SUPPLIED MATERIAL ::
=====

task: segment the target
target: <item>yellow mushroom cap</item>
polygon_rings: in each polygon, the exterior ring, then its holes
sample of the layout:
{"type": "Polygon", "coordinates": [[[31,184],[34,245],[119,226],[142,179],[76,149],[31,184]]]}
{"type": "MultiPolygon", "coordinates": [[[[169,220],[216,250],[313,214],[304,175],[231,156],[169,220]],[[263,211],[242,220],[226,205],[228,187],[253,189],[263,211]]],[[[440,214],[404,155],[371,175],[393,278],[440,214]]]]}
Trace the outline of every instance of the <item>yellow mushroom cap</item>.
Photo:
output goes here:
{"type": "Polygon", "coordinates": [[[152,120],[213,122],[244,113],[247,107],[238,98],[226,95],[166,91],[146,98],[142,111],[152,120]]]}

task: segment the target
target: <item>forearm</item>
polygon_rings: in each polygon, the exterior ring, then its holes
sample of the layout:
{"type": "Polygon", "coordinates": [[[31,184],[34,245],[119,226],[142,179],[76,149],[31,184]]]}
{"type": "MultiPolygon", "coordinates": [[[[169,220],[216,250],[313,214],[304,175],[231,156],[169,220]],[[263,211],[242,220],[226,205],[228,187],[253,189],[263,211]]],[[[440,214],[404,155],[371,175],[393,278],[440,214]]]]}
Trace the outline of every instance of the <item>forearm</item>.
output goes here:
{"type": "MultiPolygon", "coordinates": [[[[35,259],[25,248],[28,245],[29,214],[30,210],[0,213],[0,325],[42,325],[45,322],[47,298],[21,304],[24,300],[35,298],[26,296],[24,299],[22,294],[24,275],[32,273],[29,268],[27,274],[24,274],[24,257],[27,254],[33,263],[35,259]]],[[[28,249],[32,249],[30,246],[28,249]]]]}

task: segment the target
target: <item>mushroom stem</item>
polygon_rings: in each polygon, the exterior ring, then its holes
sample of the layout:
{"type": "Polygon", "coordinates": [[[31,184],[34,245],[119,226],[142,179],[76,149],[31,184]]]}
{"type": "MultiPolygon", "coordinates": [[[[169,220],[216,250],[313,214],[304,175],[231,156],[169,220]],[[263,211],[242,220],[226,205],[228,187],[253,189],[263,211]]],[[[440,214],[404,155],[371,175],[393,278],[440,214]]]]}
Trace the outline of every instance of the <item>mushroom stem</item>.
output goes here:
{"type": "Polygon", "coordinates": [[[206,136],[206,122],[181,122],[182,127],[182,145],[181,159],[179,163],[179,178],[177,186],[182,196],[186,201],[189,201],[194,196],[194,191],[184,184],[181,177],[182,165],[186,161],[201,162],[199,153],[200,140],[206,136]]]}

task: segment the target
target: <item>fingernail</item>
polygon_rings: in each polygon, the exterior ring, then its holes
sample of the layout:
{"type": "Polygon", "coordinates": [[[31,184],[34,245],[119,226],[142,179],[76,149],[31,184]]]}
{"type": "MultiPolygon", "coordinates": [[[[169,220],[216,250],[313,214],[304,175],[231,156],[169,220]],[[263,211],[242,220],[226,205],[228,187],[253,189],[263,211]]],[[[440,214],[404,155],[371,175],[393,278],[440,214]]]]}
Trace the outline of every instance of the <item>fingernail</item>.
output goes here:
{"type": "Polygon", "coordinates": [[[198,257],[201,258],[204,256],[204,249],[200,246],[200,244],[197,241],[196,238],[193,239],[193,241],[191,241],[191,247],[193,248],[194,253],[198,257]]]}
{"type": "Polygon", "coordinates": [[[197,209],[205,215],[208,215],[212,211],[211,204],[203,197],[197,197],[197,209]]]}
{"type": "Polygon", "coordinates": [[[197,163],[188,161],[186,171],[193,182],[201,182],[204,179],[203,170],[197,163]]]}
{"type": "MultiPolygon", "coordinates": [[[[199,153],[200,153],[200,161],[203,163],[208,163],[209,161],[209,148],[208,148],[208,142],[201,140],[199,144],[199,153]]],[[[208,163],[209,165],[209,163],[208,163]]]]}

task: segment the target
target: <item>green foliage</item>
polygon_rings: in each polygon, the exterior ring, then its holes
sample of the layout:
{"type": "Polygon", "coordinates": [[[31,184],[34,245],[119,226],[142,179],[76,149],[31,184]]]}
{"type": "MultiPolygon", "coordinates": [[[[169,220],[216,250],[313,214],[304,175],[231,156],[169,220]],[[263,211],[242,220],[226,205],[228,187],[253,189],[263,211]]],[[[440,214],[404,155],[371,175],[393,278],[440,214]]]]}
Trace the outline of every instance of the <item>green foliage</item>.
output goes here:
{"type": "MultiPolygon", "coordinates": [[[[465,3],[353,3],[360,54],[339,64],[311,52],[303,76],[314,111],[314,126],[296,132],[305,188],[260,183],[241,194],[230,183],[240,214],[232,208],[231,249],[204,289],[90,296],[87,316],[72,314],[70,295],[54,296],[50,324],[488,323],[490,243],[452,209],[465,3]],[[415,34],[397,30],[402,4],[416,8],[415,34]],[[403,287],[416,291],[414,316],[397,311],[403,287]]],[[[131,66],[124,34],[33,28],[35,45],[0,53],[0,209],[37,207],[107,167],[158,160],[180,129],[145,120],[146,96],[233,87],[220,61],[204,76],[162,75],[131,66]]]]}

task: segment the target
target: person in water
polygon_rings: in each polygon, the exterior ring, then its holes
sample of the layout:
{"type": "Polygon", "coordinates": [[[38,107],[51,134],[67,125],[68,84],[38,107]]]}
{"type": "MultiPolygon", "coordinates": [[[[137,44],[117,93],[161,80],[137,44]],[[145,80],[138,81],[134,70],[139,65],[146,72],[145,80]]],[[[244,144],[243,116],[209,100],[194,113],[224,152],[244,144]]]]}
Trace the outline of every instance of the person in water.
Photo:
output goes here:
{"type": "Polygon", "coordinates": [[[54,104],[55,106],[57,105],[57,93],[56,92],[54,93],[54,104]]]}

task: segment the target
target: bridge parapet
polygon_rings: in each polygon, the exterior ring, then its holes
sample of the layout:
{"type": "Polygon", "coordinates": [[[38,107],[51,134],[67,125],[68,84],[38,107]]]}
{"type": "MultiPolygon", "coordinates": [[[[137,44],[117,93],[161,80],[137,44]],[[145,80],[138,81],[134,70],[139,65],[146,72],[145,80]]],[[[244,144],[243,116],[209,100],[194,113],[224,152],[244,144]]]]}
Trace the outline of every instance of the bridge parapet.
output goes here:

=====

Pull out each line of the listing above that contains the string "item". Case counts, so a line qualifies only if its letters match in case.

COMPLETE RESPONSE ::
target: <item>yellow mushroom cap</item>
Trace the outline of every instance of the <item>yellow mushroom cap</item>.
target: <item>forearm</item>
Trace the outline of every instance of the <item>forearm</item>.
target: <item>mushroom stem</item>
Trace the outline of every instance of the <item>mushroom stem</item>.
target: <item>fingernail</item>
Trace the outline of every instance of the <item>fingernail</item>.
target: <item>green foliage</item>
Trace the outline of every instance of the <item>green foliage</item>.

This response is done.